Tasks to perform:
1. In the cyber security text, to whom do CISOs mostly report?
2. From the cyber security text, reproduce word for word the part that opens with the words containing "She says failing" and closes with "increase cyber security.".

** start of Quoted text **

Lyons says: “At board level it’s often treated as a technology problem- which of course it isn’t- it’s a business issue. If you want to secure your business, your data and your customers’ data, you’ve really got to take the cybercrime threat seriously.”

He believes that boards often fail to make the visionary leap of putting in sufficient protective measures, what he considers is an investment in the future of the company. He believes that is often because senior directors are often unwilling to ask the right questions on cyber issues. “Although you may not be technically savvy, you should be able to ask the right questions of the people who do know,” he advises.

In his experience, many CISOs (chief information security officers) have never been invited to give a presentation to their company’s board on cyber security. “These men and woman are responsible for securing the enterprise from cyber-attack, yet they don’t have a voice on the board, they’re probably reporting in the main to the CIO who in turn reports to the CFO. Main board directors need to ask the right questions and ensure they’ve got some good independent advice, and make sure they’ve got the right people,” he says.

Lyons believes protection from cyber-attack can be achieved if a company invests in the right people and is willing to spend the right amount of money. The approach also requires buy-in at the highest levels. “It should be on the agenda of every board meeting and someone has to carry the can. The buck has to stop with one of those board members, who says I’m going to take responsibility for information security in our business,” says Lyons.

Board directors and senior managers still regard cyber security as an essentially technical matter to be left to middle ranking management or consultants, says Baroness Pauline Neville-Jones, UK Special Representative to Business on Cyber Security.

She says failing to understand the vulnerability to cyber enabled theft and compromise of key assets for which they are directly responsible to shareholders or embedding appropriate company procedures and behaviour to increase cyber security.

“The fact that perfect cyber security is not possible does not excuse failure to manage risk properly in this increasingly vital aspect of business management,” says Baroness Neville-Jones, who was previously the UK’s Minister for Security and before that headed up the Joint Intelligence Committee.

** end of Quoted text **
** start of Raw records **

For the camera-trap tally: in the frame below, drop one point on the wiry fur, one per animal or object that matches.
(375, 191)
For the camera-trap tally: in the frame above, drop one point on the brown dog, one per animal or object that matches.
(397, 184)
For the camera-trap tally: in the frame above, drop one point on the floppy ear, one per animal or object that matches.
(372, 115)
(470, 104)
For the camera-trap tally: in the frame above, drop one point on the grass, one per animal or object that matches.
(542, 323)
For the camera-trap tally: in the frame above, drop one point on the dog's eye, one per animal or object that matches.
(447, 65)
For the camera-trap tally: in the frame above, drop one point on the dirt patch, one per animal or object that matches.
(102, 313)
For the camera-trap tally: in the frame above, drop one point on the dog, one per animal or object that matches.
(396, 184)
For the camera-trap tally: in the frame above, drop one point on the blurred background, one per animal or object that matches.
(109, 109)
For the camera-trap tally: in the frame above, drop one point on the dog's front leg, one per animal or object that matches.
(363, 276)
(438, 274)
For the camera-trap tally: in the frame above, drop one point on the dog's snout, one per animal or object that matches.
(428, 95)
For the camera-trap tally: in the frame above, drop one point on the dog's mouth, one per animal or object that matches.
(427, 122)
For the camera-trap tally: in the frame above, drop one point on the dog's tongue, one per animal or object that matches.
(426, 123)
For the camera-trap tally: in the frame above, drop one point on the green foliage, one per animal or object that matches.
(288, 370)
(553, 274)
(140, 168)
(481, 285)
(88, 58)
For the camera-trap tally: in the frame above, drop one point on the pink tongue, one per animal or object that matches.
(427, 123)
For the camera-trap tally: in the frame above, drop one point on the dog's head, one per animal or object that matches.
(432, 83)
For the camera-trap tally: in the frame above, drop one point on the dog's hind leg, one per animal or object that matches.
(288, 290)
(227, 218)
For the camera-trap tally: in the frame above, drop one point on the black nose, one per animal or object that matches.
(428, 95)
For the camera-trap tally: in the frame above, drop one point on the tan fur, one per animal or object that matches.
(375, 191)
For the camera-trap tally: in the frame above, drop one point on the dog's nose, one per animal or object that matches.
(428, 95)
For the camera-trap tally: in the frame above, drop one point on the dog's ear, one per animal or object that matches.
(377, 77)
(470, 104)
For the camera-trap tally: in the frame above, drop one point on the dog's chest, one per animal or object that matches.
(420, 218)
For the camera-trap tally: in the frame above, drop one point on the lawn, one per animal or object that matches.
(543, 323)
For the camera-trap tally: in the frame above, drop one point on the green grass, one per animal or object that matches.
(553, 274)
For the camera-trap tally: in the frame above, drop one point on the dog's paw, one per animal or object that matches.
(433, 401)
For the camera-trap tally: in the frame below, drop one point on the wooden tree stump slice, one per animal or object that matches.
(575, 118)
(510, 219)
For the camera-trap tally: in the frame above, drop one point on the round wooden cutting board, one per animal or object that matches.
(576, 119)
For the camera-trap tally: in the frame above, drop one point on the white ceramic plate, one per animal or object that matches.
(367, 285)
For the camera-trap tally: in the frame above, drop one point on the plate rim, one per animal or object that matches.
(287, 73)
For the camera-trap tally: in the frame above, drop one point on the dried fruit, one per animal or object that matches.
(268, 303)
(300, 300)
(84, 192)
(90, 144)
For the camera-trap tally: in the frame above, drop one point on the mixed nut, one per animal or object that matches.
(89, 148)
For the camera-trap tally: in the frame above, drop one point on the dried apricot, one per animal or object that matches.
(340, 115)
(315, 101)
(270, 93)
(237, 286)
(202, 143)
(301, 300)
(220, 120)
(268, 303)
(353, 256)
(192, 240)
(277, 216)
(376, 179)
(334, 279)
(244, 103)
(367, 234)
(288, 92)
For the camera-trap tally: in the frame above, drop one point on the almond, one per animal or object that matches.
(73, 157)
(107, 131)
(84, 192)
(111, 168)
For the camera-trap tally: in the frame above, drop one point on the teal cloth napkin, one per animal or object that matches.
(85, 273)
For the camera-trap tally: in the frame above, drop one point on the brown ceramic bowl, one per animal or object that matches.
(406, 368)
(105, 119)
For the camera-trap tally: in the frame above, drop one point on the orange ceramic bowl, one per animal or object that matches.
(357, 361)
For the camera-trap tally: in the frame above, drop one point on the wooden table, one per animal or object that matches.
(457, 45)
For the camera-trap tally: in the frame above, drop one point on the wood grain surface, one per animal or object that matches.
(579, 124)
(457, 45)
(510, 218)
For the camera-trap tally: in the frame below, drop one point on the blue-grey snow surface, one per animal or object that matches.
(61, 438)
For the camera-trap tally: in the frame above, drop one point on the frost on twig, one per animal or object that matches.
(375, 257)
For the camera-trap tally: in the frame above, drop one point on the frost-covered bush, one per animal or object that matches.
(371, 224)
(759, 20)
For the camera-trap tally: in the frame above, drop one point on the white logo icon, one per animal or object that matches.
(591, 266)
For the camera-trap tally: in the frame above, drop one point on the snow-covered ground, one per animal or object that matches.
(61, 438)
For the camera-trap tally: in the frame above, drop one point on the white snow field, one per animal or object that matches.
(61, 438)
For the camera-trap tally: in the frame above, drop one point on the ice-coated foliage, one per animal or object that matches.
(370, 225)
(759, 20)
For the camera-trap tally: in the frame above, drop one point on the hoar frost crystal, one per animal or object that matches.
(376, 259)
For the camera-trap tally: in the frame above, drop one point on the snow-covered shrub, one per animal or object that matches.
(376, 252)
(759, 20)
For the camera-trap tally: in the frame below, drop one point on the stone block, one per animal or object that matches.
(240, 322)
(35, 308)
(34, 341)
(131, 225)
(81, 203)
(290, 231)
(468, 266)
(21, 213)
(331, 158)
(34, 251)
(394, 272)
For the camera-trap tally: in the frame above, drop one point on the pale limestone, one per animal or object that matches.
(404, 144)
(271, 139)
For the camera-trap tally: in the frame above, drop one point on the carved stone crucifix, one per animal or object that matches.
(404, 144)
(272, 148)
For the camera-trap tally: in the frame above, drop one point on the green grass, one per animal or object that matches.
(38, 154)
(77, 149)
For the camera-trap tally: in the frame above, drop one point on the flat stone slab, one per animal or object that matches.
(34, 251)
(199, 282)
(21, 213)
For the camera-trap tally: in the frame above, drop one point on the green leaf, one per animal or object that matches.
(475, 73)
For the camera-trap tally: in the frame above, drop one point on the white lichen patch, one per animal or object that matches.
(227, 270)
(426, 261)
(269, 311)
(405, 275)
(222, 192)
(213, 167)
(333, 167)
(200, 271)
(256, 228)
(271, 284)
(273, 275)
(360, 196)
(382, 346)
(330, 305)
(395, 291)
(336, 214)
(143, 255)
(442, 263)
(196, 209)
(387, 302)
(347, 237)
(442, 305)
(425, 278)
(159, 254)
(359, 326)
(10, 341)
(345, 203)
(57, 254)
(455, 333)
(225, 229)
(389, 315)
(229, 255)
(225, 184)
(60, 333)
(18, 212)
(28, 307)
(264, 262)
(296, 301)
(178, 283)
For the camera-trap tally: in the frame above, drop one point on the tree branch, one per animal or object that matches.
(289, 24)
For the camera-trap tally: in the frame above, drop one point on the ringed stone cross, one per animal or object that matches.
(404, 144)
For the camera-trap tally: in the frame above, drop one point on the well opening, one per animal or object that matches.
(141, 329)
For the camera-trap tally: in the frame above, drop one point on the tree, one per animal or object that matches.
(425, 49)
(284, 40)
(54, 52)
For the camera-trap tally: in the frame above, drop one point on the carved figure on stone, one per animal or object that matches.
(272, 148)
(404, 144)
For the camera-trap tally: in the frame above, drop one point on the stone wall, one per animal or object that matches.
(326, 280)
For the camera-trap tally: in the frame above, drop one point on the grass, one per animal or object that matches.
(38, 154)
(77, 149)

** end of Raw records **

The solutions:
1. They mostly report to the CIO, who in turn reports to the CFO.

2.
She says failing to understand the vulnerability to cyber enabled theft and compromise of key assets for which they are directly responsible to shareholders or embedding appropriate company procedures and behaviour to increase cyber security.